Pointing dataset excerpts
· · ·
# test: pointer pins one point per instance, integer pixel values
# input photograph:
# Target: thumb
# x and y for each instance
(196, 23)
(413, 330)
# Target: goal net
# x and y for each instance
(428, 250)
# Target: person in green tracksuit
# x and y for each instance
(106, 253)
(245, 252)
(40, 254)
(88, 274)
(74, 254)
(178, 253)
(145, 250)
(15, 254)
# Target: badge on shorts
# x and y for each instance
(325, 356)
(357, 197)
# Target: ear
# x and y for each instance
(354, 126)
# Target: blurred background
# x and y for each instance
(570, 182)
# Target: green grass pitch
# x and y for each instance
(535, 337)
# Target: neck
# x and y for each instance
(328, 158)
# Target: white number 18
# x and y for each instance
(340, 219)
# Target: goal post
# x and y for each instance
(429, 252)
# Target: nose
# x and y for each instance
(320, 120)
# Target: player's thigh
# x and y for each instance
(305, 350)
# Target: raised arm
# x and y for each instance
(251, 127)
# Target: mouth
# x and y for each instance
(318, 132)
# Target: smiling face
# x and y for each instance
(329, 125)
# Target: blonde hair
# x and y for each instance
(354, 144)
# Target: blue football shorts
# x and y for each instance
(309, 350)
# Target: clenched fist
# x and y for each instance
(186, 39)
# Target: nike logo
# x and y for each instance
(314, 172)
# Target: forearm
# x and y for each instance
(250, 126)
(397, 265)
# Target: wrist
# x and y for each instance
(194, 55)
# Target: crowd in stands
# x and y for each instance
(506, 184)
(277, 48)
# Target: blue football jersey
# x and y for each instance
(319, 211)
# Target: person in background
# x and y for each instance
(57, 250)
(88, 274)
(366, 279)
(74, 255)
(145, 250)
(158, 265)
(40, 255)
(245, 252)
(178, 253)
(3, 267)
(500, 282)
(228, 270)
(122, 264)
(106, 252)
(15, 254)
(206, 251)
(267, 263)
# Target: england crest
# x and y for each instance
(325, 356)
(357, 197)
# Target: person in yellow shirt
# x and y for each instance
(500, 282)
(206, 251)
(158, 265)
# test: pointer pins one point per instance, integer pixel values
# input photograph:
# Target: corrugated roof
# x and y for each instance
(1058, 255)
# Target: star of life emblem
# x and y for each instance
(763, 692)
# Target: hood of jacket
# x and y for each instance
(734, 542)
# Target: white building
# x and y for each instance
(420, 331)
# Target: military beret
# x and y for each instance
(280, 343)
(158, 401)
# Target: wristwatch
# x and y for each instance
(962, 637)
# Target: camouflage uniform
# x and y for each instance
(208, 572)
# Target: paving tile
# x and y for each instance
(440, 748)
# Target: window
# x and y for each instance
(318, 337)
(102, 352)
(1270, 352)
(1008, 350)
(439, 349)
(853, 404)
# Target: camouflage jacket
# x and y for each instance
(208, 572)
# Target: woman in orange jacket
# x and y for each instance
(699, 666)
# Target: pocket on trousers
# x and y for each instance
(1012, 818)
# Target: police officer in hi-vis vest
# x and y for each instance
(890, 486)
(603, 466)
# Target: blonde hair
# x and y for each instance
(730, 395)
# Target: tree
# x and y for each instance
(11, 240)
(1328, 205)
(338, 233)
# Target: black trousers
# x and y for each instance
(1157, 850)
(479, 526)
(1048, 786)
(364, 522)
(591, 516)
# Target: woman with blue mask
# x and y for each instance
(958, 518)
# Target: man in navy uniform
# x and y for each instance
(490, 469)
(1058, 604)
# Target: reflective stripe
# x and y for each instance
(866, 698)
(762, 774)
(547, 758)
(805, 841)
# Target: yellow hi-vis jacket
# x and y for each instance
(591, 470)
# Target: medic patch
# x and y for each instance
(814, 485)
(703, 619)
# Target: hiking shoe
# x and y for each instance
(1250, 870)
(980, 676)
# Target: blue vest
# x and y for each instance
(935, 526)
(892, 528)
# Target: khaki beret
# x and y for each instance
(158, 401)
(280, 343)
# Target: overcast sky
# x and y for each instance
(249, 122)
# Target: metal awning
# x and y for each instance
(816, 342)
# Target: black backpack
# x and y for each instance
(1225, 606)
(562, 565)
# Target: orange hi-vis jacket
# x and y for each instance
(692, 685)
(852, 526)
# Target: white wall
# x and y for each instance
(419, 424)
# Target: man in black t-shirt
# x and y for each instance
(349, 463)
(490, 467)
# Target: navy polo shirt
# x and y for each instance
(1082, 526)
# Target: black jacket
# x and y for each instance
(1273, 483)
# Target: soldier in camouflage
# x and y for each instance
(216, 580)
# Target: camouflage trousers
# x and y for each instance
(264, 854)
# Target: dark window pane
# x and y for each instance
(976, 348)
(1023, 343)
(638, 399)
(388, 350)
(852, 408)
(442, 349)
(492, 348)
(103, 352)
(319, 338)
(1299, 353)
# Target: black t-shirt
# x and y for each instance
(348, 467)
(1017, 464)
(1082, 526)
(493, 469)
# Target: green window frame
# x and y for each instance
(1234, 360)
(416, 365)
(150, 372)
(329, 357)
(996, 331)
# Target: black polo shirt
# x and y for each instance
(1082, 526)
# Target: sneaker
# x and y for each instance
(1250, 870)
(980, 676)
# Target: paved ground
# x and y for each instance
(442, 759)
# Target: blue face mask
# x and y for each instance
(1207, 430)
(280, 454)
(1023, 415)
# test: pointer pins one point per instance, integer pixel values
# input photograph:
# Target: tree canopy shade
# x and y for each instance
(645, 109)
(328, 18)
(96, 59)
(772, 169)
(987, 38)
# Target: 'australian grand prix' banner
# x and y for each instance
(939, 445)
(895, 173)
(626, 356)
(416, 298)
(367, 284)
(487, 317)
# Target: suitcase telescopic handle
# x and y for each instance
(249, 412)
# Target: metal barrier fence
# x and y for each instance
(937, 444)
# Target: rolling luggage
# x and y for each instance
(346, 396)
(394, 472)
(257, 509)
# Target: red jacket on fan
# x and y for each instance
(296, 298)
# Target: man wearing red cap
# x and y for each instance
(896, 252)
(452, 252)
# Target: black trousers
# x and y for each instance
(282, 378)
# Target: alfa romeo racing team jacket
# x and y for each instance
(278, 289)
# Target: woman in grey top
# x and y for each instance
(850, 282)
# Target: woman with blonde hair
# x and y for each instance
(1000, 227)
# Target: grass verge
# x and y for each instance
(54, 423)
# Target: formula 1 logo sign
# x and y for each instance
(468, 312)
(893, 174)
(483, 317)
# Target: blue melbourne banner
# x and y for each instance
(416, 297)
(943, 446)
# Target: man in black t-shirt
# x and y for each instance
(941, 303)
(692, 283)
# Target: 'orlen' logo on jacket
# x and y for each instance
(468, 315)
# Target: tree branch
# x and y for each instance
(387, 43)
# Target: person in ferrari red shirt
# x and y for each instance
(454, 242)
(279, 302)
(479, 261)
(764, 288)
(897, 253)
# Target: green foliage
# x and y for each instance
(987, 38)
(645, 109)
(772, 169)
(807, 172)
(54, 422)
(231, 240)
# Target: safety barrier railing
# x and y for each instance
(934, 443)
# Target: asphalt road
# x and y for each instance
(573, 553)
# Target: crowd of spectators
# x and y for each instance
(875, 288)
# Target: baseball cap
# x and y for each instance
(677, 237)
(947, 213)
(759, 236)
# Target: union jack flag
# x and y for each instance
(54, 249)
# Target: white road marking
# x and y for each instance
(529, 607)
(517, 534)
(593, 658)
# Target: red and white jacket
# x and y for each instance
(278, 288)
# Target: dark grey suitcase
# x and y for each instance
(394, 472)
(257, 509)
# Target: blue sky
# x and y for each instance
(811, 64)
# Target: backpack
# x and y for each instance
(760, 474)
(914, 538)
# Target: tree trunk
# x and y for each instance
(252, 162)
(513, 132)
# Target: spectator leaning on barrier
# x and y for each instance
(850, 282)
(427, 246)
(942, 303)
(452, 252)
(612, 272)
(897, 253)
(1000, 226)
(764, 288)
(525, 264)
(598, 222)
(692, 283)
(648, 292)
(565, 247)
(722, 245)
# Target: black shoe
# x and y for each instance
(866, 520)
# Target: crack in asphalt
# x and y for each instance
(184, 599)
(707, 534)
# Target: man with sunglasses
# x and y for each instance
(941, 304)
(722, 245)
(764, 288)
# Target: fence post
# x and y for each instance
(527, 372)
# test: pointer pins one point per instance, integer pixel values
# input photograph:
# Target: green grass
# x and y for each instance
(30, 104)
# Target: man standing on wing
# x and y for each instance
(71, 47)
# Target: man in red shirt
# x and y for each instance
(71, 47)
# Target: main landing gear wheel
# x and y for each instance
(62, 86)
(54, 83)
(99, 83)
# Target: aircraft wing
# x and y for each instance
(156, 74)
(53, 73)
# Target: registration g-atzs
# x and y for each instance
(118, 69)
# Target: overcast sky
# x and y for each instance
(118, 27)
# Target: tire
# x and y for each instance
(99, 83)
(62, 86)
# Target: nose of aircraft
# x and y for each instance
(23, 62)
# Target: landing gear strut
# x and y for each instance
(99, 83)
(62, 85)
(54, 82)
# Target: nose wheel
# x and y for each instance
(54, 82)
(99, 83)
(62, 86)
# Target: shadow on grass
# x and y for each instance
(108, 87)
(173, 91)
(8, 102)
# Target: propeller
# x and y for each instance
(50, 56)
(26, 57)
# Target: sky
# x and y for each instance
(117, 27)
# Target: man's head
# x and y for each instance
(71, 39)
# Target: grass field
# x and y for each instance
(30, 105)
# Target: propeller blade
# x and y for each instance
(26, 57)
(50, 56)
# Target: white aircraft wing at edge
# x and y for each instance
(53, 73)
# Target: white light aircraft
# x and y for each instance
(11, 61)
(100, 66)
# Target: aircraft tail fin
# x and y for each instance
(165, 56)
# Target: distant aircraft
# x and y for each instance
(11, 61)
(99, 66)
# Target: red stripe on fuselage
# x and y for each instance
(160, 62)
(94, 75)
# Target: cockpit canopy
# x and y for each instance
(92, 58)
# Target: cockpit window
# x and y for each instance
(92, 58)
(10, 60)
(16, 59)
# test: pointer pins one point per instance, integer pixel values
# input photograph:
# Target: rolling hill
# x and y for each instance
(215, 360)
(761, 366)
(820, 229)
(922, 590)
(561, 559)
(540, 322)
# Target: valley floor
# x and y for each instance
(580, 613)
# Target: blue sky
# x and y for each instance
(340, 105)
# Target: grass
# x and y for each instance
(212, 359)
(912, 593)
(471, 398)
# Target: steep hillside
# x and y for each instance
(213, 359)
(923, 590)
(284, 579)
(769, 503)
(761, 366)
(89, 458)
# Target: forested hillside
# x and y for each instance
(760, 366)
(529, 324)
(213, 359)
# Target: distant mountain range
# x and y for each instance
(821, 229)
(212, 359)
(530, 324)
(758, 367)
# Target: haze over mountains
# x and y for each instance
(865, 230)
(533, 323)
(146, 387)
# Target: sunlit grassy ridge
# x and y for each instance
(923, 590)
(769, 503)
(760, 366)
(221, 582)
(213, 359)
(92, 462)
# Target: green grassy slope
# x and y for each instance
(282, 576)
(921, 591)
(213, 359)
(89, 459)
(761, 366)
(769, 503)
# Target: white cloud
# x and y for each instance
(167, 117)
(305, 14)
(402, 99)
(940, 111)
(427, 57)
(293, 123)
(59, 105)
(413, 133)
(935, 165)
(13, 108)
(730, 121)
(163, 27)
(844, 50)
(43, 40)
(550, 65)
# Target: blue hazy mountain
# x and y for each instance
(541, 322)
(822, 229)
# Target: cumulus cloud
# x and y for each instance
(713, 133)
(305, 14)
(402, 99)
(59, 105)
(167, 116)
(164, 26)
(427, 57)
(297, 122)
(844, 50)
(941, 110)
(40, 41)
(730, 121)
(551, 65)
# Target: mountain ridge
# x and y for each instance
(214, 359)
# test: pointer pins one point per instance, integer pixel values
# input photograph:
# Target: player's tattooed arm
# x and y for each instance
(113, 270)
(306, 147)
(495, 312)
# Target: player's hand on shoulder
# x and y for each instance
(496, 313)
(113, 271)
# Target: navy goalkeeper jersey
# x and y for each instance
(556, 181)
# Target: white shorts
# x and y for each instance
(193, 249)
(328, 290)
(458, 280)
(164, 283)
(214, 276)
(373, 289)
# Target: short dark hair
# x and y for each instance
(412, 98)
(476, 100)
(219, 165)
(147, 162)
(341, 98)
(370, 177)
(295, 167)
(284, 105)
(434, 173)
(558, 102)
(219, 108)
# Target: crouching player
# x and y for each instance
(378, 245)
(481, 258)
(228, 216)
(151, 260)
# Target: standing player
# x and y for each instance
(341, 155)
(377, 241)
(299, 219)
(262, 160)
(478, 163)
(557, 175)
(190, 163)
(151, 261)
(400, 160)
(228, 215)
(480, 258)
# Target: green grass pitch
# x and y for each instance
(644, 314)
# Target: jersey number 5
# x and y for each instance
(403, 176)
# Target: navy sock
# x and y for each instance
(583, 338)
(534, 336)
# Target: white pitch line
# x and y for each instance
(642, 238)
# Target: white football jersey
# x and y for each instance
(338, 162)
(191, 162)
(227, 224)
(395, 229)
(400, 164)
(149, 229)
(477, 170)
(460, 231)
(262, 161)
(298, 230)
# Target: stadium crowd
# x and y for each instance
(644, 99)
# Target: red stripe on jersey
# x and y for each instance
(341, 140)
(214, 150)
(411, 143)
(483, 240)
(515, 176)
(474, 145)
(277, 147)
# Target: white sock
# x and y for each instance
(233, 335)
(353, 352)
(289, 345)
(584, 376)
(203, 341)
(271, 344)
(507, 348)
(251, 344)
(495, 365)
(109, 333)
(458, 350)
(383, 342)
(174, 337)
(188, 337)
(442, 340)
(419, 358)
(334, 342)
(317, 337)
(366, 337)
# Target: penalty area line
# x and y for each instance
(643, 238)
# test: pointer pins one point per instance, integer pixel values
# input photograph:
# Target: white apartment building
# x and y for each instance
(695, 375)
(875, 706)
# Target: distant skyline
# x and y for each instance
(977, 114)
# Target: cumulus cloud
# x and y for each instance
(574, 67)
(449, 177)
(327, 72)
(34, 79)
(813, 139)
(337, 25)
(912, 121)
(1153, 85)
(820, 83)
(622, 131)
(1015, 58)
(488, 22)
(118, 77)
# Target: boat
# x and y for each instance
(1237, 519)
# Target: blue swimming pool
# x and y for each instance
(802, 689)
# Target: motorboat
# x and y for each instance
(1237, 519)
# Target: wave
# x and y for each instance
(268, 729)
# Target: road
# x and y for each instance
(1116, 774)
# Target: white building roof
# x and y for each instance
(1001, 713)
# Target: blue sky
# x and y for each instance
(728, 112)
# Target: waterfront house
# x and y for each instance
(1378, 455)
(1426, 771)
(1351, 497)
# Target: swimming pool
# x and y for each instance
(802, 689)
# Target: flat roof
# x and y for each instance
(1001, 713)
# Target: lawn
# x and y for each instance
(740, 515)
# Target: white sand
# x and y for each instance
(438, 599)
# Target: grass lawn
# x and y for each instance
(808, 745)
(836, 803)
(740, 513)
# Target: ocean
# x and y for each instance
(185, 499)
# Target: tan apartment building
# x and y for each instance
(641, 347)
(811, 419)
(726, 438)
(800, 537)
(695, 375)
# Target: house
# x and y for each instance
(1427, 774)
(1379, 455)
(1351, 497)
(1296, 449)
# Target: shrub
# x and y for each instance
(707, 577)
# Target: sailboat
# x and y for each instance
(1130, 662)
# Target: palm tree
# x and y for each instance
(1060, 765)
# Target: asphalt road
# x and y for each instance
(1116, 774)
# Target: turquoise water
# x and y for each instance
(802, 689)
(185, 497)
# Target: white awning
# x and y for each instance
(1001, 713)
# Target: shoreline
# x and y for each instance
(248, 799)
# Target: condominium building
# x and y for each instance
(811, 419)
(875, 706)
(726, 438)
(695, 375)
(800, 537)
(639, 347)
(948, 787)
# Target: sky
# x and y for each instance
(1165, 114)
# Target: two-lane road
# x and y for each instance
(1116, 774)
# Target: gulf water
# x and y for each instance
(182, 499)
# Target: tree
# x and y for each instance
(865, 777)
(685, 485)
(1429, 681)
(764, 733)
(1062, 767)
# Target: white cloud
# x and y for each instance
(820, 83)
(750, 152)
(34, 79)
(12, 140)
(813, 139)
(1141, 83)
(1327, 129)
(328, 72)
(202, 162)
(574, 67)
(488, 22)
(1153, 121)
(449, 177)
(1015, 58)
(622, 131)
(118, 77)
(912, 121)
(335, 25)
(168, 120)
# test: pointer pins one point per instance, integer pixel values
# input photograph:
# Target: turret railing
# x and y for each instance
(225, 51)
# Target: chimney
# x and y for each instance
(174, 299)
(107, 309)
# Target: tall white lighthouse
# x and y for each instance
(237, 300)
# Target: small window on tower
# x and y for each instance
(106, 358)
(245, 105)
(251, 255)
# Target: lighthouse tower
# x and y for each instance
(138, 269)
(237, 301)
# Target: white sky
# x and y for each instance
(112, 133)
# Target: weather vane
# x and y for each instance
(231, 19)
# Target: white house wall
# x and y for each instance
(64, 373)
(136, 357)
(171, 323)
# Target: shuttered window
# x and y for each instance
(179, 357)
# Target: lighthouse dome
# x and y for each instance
· · ·
What is needed: Copy everything from the line containing "# Target: lighthouse dome" down to the end of the listing, substituting "lantern room" for "dome" and leaving all else unchanged.

Answer to the problem:
# Target: lighthouse lantern room
# x and y for each instance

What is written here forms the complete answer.